Supplied text —
=== Section Start ===
US Patent 11,154,516: Scope, Claim-By-Claim Readout, and Competitive Patent Landscape
US Drug Patent 11,154,516 claims a method of treating seizures in patients with treatment-resistant epilepsy specifically Lennox-Gastaut syndrome (LGS) or Dravet syndrome (DS) using a CBD drug substance with tight impurity/companion-cannabinoid specifications and a defined dose range.
What is claimed in one line?
A seizure-treatment method for LGS/DS that uses a high-purity CBD (≥98% w/w) composition with controlled CBDA, CBDV, Δ9THC, and CBD-C4 impurities and a CBD dose of ~5 to 25 mg/kg/day.
What is the core independent claim scope? (Claim 1)
Claim 1 elements (all required)
-
Indication and patient population
- “A patient in need thereof”
- Seizures associated with treatment-resistant epilepsy
- epilepsy is LGS or DS
-
Treatment modality
- “Administering” a pharmaceutical composition comprising a CBD drug substance
-
CBD drug substance purity and impurity limits
- CBD drug substance comprises:
- at least 98% w/w CBD
- and the remainder comprises:
- (i) not more than 0.15% w/w CBDA
- (ii) not more than 1.0% w/w CBDV
- (iii) not more than 0.15% w/w Δ9THC
- (iv) not more than 0.5% w/w CBD-C4
-
Dose range
- CBD dose: about 5 mg/kg/day to about 25 mg/kg/day
Claim 1 functional scope
- It is a product-defined method claim: the method infringement turns on the composition specs and the administered dose, not on formulation type (oral, liquid, etc.) as long as it is a “pharmaceutical composition” containing the specified “CBD drug substance.”
How do dependent claims tighten coverage? (Claims 2 to 8, 9 to 22, 23 to 30)
A. Composition sub-specifications (Claims 2 to 8)
=== Section End ===
(Data items)
=== Section Start ===
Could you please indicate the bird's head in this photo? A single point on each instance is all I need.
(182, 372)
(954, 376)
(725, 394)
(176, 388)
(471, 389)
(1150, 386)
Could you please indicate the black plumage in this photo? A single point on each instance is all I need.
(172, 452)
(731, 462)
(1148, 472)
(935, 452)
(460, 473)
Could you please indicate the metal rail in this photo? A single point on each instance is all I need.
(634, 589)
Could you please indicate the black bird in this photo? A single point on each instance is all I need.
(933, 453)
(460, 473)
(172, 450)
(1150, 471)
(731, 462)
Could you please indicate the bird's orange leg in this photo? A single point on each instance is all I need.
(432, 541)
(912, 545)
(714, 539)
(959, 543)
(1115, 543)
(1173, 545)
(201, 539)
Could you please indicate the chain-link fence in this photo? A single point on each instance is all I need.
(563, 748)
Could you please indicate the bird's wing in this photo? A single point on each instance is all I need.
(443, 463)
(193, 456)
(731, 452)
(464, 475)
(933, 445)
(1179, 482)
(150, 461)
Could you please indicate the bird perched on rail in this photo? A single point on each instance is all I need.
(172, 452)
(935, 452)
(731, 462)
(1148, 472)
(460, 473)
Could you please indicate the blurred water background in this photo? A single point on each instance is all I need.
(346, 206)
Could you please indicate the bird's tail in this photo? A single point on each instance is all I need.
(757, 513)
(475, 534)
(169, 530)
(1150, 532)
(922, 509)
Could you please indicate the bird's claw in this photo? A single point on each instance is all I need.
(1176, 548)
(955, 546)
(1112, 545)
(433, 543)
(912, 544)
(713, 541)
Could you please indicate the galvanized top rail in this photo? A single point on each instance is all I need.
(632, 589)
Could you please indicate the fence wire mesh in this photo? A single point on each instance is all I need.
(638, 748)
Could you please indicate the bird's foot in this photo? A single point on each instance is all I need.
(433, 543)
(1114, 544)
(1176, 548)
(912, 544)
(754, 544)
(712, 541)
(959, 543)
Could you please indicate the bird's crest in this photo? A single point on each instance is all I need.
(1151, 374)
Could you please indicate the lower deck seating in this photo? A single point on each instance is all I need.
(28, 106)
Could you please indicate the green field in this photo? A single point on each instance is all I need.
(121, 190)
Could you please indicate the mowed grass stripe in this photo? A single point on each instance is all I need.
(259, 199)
=== Section End ===
Problems and tasks —
1/ In the patent summary, rewrite the passage from "A seizure-treatment method" to "to 25 mg/kg/day.", swapping "high-purity" for "highly purified".
2/ According to the patent summary, what is the maximum amount of CBDV allowed in the CBD drug substance under Claim 1?

Written responses —
1/
A seizure-treatment method for LGS/DS that uses a highly purified CBD (≥98% w/w) composition with controlled CBDA, CBDV, Δ9THC, and CBD-C4 impurities and a CBD dose of ~5 to 25 mg/kg/day.

2/ Not more than 1.0% w/w CBDV.